# Written problem 1
Render this sentence from the passage on block-based image compression in the encrypted domain into Spanish: "Only the secret key seed is sent to the decoder to decrypt the image."
# Written problem 2
Write the next part of the passage on block-based image compression in the encrypted domain, starting after its last sentence.

# Extract to read
At the block level, the problem can be formulated as a game theoretic problem. In fact, the parameter sets in each block can affect the number of compressed bitstream of that block. Thus, each block competes for a share of resources, which are the target compression ratio of the image. Based on Nash bargaining solution (NBS) [8, 31], a cooperative game is used to formalize the problem.

3 Block-based image compression in encrypted domain

Actually, signal processing in encryption domain has attracted attentions of many researchers due to the privacy protection capability incurred by the processing in encryption domain. The image compression in encryption domain (ICED) is a specific application. Just like the traditional compression scenario, ICED also expects to use as possible as smaller bits while maintaining high quality. In other words, when the bits allocated for the image have been fixed, one tries his best to improve the quality of decompressed image. It is well known that people are more sensitive to subjective quality than objective quality for images. Hence, in this paper, a block-based ICED is proposed to make a trade-off between bit allocation in different blocks. This block-based method masks the imperceptible distortion and improves the perceptual quality using a game theory method providing optimality and fairness of bit allocation. This is a inherent merit of block-based method. Following, the encryption, compression, decompression and image reconstruction will be introduced separately.

3.1 Image encryption and decryption

Encryption is a key measure to provide privacy protection in digital era. Compared with text encryption, multimedia encryption often uses partial encryption to avoid huge operations of multimedia. Image encryption in spatial domain can be classified into three categories: position permutation, value transformation, and visual encryption which are widely used to share images. In the proposed scheme, a hierarchical encryption is proposed to encrypt the image to effectively and efficiently compress the encrypted image. First, the permutation encryption is utilized to permute the image blocks and then each block is also permuted by position. An illustration is shown in Fig. 3. The detailed process is given below.

  1. 1.

    Dividing the image into \(n\) blocks with the same size (e.g., \(32\times 32\));

  2. 2.

    Permuting the position of all blocks by a key occurred by a key derivation function (KDF);

  3. 3.

    Permuting the pixels in each blocks by keys which are also generated by KDF, it is noted that this block partition and KDF mechanism do not sacrifice the security remarkably.

Only the secret key seed is sent to the decoder to decrypt the image. One inter-block secret key and \(n\) intra-block secret keys can be generated with the same key generation mechanism as the encoder and the decryption is similar as encryption above.

# Dataset excerpt
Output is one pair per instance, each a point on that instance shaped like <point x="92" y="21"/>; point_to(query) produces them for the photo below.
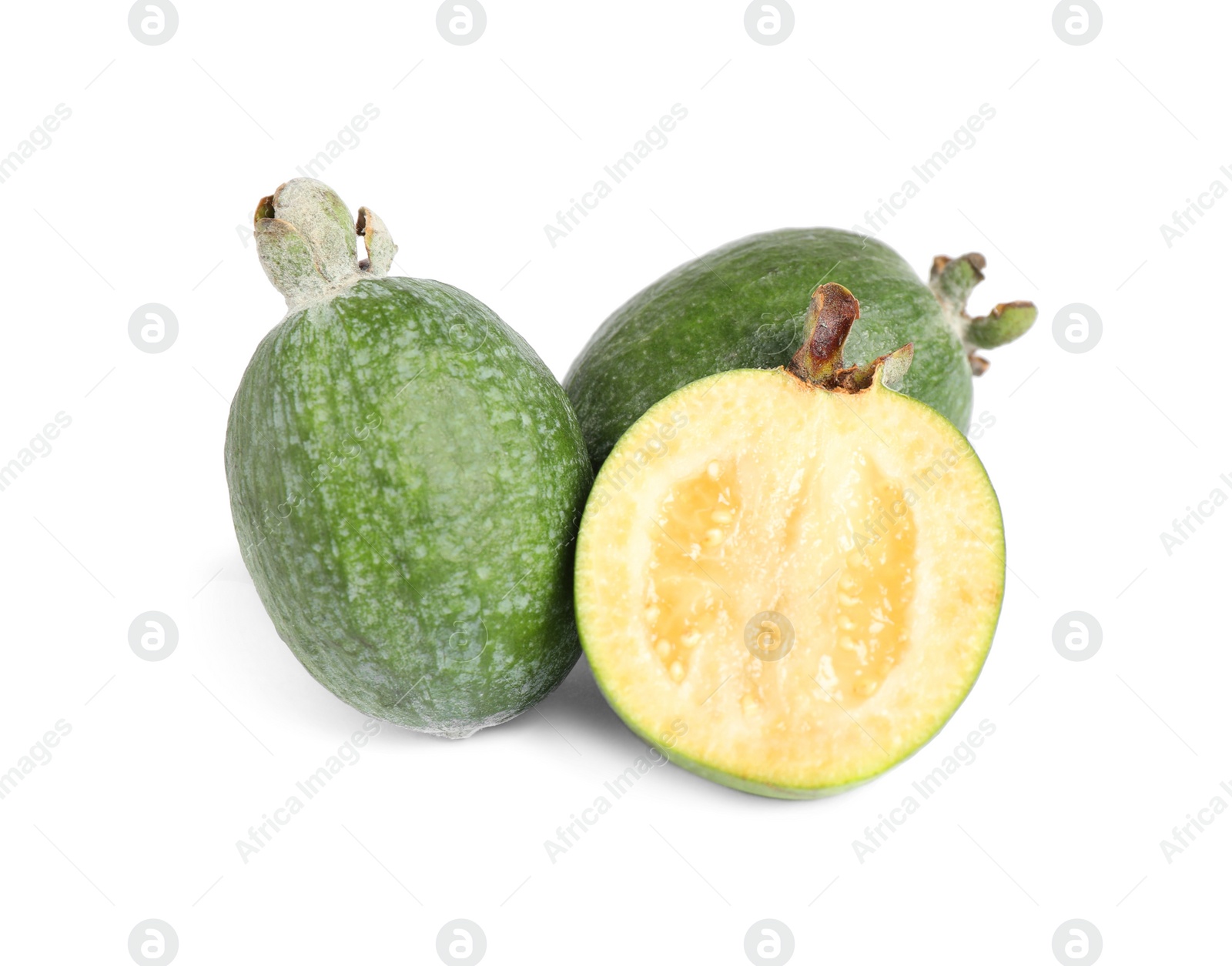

# Exercise answer 1
Solo la semilla de la clave secreta se envía al decodificador para descifrar la imagen.

# Exercise answer 2
Fig. 3
figure 3

An illustration of hierarchical encryption

3.2 Compression of encrypted image

As mentioned earlier, Zhang’s method [29] does not provide the optimal parameters. Once the \(\alpha \) is fixed, then all the remaining procedures are fixed, and the performance will be determined. However, this does not meet the real applications. For example, the service providers want to transmit adaptively appropriate bits according to the available network bandwidth, namely they expect that the \(\alpha \) varies with the available bandwidth. Another example is how to allocate optimal bits for different blocks when the available network bandwidth is fixed to maximize the quality of reconstruction image. In this proposed block-based method, block-level bit allocation can be formulated as a game theoretical problem in game theory, where each block is regarded as a player in the game. \(N\) players compete for the use of bits to maximize the perceptual quality of reconstructed image. Of course, this can be extended to the video compression in encrypted domain just like what is mentioned in the reference [31]. The diagram of encoder is shown in Fig. 4.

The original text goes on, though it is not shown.